-- RECORDS PROVIDED --
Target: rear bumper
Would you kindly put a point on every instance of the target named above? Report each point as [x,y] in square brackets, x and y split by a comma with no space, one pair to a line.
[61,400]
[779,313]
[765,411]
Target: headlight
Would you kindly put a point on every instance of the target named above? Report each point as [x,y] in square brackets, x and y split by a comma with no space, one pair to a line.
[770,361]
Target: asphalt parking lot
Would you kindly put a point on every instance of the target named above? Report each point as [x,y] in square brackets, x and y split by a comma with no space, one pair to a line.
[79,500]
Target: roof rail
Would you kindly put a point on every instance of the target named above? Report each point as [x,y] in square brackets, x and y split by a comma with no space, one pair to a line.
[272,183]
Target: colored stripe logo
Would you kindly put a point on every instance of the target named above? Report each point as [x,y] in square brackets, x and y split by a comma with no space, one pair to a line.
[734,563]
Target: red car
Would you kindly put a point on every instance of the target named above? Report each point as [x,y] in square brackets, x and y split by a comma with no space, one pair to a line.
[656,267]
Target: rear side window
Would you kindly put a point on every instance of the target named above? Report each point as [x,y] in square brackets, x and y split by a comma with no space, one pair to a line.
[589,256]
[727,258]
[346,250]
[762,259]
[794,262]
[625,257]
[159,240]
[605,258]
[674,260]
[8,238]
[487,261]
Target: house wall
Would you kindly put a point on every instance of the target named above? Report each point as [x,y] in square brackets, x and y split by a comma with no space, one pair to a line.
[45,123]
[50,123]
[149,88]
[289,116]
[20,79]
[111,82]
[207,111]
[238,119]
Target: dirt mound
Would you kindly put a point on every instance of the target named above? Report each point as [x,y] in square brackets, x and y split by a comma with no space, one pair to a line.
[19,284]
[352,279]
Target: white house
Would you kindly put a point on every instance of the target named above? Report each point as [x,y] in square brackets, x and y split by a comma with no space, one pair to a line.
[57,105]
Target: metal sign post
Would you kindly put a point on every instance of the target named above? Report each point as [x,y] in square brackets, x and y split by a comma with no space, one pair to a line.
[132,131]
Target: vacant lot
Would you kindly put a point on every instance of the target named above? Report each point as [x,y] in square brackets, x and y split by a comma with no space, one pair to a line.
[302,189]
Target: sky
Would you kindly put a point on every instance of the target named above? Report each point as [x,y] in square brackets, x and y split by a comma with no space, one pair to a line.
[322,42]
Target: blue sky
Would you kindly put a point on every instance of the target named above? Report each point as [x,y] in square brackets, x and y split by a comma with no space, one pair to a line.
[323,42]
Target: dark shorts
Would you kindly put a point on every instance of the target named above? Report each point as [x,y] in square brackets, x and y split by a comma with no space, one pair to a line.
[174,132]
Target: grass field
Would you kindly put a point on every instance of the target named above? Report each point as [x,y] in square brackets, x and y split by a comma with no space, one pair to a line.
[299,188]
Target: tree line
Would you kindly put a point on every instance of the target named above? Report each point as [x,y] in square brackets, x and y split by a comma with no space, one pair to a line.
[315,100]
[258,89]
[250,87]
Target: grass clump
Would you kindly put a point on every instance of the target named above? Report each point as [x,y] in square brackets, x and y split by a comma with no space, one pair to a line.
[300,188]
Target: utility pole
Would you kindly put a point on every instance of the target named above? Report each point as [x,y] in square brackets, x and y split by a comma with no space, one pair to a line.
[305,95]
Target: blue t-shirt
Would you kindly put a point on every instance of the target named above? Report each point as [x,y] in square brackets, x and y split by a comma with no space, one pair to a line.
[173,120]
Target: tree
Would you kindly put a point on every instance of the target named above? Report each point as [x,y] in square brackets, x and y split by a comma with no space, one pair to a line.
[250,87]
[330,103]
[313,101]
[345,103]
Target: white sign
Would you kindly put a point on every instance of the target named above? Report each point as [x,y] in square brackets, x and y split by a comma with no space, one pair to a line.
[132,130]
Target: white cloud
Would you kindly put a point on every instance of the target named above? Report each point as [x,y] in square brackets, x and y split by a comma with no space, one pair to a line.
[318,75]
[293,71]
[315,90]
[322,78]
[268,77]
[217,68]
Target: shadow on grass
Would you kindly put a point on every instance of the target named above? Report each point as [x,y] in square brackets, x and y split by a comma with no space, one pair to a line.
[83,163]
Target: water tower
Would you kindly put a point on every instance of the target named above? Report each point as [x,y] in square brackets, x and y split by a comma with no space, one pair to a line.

-- YOUR TASK --
Repeat all the entries exactly as given.

-- TASK RESPONSE --
Target: rear bumper
Would you kindly put a point on every instance of the target named above? Report each point as [x,y] in square brackets, x and y split by a comma with no space, one pair to a line.
[61,400]
[779,313]
[765,411]
Target: headlight
Would you kindly put a point on every instance of the target named above? Report each point as [x,y] in square brackets, x and y split by a comma with no space, one pair to a line.
[770,361]
Target: asphalt parking lot
Would you kindly put a point on every instance of the target named above? Report each point as [x,y] in square brackets, x and y split by a comma with no space, one pair to a line.
[79,500]
Target: roof rail
Would you kindly put a point on every instance of the target named above? Report each point as [x,y] in square brackets, x and y split by a comma with no space, one pair to a line.
[272,183]
Target: colored stripe logo
Would you kindly put a point on every instance of the target named above? Report each point as [x,y] in square brackets, x and y split by a comma with no space, one pair to a line.
[734,563]
Target: red car
Would you kindly put a point on every instance of the target named above? Report each point as [x,y] in square brackets, x and y split by a comma with no space, one pair to a line.
[656,267]
Target: rear side window
Would you kindly put a point on every instance of the target named above? Report each point as [x,y] in square brackets, x and y split by a comma with no space, one pair to a line.
[589,256]
[727,258]
[346,250]
[762,259]
[794,262]
[625,257]
[159,240]
[605,258]
[674,260]
[8,238]
[487,261]
Target: house wall
Would you kindly put a point on every instance of the target named above? Report each point as [x,y] in square brackets, x and y split by a comma with no space, one pair to a line.
[45,123]
[50,123]
[149,88]
[289,116]
[20,79]
[111,82]
[207,111]
[238,119]
Target: dirt mound
Would you kindly put a point on every instance of the target named above? Report each point as [x,y] in square brackets, x and y split by a comma with no space, one pair to a line.
[19,284]
[352,279]
Target: white house
Would you kindly put a point on every instance of the target named above? Report each point as [x,y] in square brackets, x and y split by a comma with no space, one pair to a line.
[57,105]
Target: metal sign post
Would you kindly put a point on every instance of the target named above? Report each point as [x,y] in square brackets, x and y split by a comma with no space, one pair to a line.
[132,131]
Target: vacant lot
Would you kindly put a point on every instance of the target named above? Report each point as [x,y] in square brackets, x and y split by a comma with no space, one pair to a line.
[302,189]
Target: sky
Would you kindly put a point on every instance of the target named above? Report each point as [x,y] in square brackets, x and y split by a comma with no space, one pair to a line.
[322,42]
Target: blue sky
Would you kindly put a point on every instance of the target named above? Report each point as [x,y] in square brackets, x and y split by a comma with no space, one pair to a line.
[323,42]
Target: dark shorts
Would you kindly put a point on every instance of the target named above? Report each point as [x,y] in square brackets, x and y split by a comma with no space, one pair to a line.
[174,132]
Target: grass field
Would you kindly put a point on every instance of the target named above? Report each point as [x,y] in square brackets, x and y split by a comma with no space, one pair to a line.
[299,188]
Target: tree line
Would you kindly put a point on every instance of the target named above? Report each point as [x,y] in square brackets, x and y split by a comma with no space, one pair to a line.
[315,100]
[258,89]
[250,87]
Target: grass clump
Would you kindly put a point on every instance of the target named above? Report each point as [x,y] in square brackets, x and y split by a comma with no space, one pair to a line.
[300,188]
Target: utility pole
Would you kindly put a point on every instance of the target named above? Report each point as [x,y] in square brackets, x and y split by a comma with no space, one pair to a line.
[305,95]
Target: blue t-shirt
Would you kindly put a point on every instance of the target named above? Report each point as [x,y] in square brackets, x and y split by a comma with no space, one pair to a line.
[173,120]
Target: tree
Would you kindly put a point on every instance of the target named above? Report each point as [x,y] in square brackets, x and y split by a comma with no space, one pair to a line.
[250,87]
[330,103]
[313,101]
[345,103]
Target: white sign
Would you kindly put a point on every instance of the target named above? Report each point as [x,y] in square brackets, x and y split by a comma with no space, one pair to a line.
[132,130]
Target: white cloud
Would you kindly put a point on every instance of the target named above? Report each point as [x,y] in square brackets, x and y split by a comma with no space, one pair to a line.
[318,75]
[293,71]
[315,90]
[322,78]
[268,77]
[217,68]
Target: shadow on grass
Would you kindly put a point on every instance of the target named above? Report each point as [x,y] in square brackets, x and y split by a comma with no space, one pair to a line.
[83,163]
Target: water tower
Would you kindly put a point on every instance of the target named above? Report each point as [x,y] in square brackets, x and y split by a comma with no space, one pair to a line.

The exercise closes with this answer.